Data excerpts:

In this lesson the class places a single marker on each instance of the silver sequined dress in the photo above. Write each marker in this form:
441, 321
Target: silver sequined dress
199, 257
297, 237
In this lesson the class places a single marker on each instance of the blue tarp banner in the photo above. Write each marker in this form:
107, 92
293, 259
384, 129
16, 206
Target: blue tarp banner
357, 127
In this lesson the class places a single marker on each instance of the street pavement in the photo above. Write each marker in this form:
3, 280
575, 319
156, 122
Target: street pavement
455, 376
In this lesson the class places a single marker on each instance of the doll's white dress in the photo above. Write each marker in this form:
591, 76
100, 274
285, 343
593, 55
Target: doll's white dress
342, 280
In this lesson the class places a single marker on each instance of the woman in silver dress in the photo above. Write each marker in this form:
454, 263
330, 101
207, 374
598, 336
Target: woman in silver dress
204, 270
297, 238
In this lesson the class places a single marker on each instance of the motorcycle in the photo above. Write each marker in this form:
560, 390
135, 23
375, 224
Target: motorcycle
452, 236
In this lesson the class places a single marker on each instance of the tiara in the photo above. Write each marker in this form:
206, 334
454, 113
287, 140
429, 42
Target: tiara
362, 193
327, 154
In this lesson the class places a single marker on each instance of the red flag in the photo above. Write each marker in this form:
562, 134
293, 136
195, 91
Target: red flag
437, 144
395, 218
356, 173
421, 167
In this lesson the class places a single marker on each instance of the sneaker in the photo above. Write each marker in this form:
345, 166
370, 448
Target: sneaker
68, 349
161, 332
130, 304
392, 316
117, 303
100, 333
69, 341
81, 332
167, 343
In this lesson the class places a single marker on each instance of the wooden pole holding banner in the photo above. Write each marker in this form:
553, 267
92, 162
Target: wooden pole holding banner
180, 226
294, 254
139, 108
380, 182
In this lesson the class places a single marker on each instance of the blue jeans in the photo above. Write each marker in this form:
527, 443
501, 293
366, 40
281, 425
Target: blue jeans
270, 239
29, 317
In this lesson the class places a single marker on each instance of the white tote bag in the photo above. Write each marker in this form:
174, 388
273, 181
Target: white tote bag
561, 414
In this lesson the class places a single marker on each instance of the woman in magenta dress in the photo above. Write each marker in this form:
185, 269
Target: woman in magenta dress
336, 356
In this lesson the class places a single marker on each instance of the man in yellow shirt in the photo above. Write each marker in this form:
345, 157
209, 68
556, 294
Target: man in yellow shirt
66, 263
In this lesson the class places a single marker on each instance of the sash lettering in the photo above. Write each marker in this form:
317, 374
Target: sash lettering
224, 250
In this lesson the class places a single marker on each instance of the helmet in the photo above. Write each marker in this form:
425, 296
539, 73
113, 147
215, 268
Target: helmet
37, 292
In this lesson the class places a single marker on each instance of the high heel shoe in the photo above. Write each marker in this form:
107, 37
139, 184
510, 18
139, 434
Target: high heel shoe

▶ _Directions for this task_:
Quote each line of the data above exactly as written.

▶ _Solved exercise_:
In this lesson the class places a single marker on each instance of the silver sequined dress in the photo above. Write each marker in this form:
441, 321
Target: silver sequined dress
199, 257
297, 237
In this lesson the class places a single marker on each instance of the blue tarp banner in the photo above. Write each marker in this form:
107, 92
293, 259
384, 129
16, 206
Target: blue tarp banner
357, 127
In this lesson the class places a single marker on each instance of the street pavement in the photo above. Write each marker in this form:
3, 280
575, 319
156, 122
Target: street pavement
455, 376
In this lesson the class places a single marker on each instance of the doll's white dress in the photo above. Write each marker in this form:
591, 76
100, 274
285, 343
593, 55
Target: doll's white dress
342, 280
In this lesson the class places a single marker on each instance of the woman in silver dress in the photo above. Write each marker in this form:
454, 263
330, 101
207, 374
598, 336
Target: woman in silver dress
204, 270
297, 238
In this lesson the class places a single marker on each instance of the motorcycle in the photo above. Write each marker in this form:
560, 390
135, 23
375, 224
Target: motorcycle
452, 236
In this lesson the class places a single marker on each instance of the tiara in the photo above. Write each marker in this form:
206, 334
454, 113
287, 140
429, 42
Target: tiara
362, 193
327, 154
In this lesson the class places a single marker on each instance of the red flag in the photo above. Write each marker in this form:
562, 134
293, 136
195, 91
Target: red flag
437, 144
395, 218
356, 173
421, 167
In this lesson the class places a single marker on each instance of the sneaker in the photo above. Write each marker in this form:
345, 166
370, 448
Target: sneaker
68, 349
161, 332
130, 304
392, 316
117, 303
100, 333
69, 341
81, 332
167, 343
In this lesson the class places a single marker on each instance of the wooden pole holding banner in the photo above. Write each marker in this form:
553, 267
92, 162
Target: wooden pole holding banner
180, 226
294, 254
139, 108
380, 182
In this lesson the class places a single marker on each instance of the blue jeans in the photo above. Write each marker in this form:
527, 443
501, 293
366, 40
281, 425
Target: blue jeans
270, 239
29, 317
In this lesson the class places a single marker on each instance of the white tote bag in the photo above. Write each marker in this form:
174, 388
273, 181
Target: white tote bag
561, 414
In this lesson the class places a single marker on each instance of the woman in magenta dress in the photo above. Write each marker in this form:
185, 269
Target: woman in magenta dress
336, 356
In this lesson the class places a single marker on each instance of the man in yellow shirt in the photo above. Write each marker in this form:
345, 157
209, 68
556, 294
Target: man in yellow shirt
66, 263
In this lesson the class places a single marker on each instance of the sash lettering in the photo above. Write each marker in this form:
317, 374
Target: sash lettering
224, 250
In this lesson the class places a single marker on each instance of the helmet in the photo above. Write each marker in this form:
425, 296
539, 73
113, 147
215, 268
Target: helmet
37, 292
In this lesson the class places a single marker on each instance of the high heel shoe in the photo above. Write each marker in this form:
107, 37
139, 184
510, 18
139, 434
Target: high heel shoe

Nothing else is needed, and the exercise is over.